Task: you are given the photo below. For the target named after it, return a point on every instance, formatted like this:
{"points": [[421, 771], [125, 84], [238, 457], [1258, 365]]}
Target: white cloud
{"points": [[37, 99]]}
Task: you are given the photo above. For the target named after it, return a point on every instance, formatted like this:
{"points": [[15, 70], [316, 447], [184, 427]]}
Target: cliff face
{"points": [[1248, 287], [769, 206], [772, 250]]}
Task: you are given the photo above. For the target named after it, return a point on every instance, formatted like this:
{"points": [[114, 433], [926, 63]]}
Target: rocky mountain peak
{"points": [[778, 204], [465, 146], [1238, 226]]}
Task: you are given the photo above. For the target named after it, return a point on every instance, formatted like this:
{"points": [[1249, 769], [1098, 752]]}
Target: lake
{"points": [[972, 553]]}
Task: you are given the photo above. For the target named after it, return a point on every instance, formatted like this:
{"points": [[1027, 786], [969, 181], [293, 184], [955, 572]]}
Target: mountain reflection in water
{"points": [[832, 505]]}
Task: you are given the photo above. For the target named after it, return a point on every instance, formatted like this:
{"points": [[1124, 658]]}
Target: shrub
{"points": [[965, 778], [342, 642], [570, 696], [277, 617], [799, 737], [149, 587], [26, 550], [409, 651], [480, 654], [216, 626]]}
####
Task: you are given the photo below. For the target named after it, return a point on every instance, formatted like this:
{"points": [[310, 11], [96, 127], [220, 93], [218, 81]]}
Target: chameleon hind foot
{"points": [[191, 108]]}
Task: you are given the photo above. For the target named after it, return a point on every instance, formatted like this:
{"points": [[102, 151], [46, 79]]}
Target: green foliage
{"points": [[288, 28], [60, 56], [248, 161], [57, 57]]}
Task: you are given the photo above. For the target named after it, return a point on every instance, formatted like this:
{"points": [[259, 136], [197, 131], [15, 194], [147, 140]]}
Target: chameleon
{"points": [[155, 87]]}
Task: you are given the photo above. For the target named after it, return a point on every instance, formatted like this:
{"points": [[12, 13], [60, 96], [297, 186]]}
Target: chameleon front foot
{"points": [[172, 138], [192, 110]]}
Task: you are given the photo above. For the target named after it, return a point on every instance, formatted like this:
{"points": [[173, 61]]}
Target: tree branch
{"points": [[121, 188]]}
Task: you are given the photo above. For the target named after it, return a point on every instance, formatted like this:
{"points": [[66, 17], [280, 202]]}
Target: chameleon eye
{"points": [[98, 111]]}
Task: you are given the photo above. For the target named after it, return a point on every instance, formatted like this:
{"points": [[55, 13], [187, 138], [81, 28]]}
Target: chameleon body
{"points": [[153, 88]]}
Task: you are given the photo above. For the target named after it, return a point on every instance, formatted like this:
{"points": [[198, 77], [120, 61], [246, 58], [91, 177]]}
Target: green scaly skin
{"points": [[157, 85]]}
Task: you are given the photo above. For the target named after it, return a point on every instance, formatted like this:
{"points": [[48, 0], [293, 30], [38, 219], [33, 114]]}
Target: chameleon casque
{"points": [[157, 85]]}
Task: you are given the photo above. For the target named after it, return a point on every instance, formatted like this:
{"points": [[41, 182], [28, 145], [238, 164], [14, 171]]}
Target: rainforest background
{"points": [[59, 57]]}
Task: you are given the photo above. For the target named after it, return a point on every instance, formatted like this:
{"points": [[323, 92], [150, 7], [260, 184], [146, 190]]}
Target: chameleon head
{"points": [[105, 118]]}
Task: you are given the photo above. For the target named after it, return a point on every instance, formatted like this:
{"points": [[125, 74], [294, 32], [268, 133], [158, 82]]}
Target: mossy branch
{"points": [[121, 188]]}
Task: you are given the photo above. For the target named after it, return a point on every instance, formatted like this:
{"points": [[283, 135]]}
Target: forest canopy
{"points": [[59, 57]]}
####
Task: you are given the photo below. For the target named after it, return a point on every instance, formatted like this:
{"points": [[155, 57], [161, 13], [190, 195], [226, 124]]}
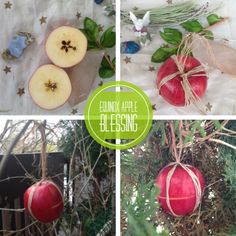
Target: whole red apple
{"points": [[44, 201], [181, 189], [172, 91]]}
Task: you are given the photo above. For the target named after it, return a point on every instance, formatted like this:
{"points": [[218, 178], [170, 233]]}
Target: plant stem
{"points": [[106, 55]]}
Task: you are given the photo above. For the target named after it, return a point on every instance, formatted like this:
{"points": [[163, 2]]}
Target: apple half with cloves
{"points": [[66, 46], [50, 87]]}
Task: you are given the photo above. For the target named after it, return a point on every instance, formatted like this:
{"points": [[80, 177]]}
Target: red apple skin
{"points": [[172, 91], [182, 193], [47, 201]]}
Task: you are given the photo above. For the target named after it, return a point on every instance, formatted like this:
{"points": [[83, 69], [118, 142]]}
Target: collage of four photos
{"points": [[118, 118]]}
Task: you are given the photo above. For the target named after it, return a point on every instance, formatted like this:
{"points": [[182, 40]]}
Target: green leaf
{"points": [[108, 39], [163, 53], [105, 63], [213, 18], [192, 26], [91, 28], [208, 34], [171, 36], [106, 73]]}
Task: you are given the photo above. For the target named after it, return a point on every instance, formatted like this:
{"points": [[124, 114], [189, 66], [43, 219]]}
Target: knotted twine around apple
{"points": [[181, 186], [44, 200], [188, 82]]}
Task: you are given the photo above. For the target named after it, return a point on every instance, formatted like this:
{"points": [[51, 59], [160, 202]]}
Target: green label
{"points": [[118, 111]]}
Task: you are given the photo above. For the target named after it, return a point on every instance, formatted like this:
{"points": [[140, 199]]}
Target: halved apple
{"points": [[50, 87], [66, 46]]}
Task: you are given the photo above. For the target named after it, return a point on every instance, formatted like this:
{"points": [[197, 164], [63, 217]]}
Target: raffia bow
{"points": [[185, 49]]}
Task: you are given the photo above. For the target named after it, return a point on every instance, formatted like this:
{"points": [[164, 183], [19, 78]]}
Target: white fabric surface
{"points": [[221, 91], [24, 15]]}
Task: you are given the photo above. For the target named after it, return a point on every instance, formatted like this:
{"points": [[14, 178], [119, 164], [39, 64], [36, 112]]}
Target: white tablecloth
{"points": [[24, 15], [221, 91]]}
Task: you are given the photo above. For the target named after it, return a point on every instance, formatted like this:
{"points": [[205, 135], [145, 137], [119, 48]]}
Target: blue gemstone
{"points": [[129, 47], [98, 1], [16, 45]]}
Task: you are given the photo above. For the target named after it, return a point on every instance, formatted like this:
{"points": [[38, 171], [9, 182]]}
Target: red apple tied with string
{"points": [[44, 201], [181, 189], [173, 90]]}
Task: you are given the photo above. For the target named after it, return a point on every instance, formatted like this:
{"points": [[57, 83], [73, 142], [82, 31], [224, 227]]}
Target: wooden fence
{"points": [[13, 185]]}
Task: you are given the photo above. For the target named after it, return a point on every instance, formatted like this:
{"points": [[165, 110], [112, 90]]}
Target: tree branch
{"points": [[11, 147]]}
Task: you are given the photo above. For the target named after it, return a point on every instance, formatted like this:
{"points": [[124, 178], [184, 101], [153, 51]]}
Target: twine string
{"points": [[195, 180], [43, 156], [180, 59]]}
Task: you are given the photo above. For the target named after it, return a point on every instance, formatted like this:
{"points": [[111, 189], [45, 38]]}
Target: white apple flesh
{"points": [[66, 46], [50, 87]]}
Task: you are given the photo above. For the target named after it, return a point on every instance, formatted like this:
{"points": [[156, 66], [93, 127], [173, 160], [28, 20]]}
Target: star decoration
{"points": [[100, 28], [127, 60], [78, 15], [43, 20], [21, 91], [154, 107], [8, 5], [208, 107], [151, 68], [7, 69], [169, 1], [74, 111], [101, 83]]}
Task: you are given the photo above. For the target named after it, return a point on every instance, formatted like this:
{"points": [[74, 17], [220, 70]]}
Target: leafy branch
####
_What the task requires:_ Out of the data above, set down the lines from the one with "Target: white apple flesh" to the one with "Target: leafy branch", both included, exactly as written and with no additions.

_Exercise result:_
Target: white apple flesh
{"points": [[66, 46], [50, 87]]}
Task: you are given the photo above. For the target named after it, return a point on every instance, formatted like this:
{"points": [[156, 66], [93, 127], [173, 160], [28, 20]]}
Target: star decoration
{"points": [[100, 28], [127, 60], [78, 15], [43, 20], [21, 91], [154, 107], [8, 5], [208, 107], [151, 68], [7, 69], [169, 1], [74, 111], [101, 83]]}
Task: you are given the photo above. For the target named after it, return a point on every instance, formatted like this:
{"points": [[74, 17], [220, 70]]}
Target: leafy branch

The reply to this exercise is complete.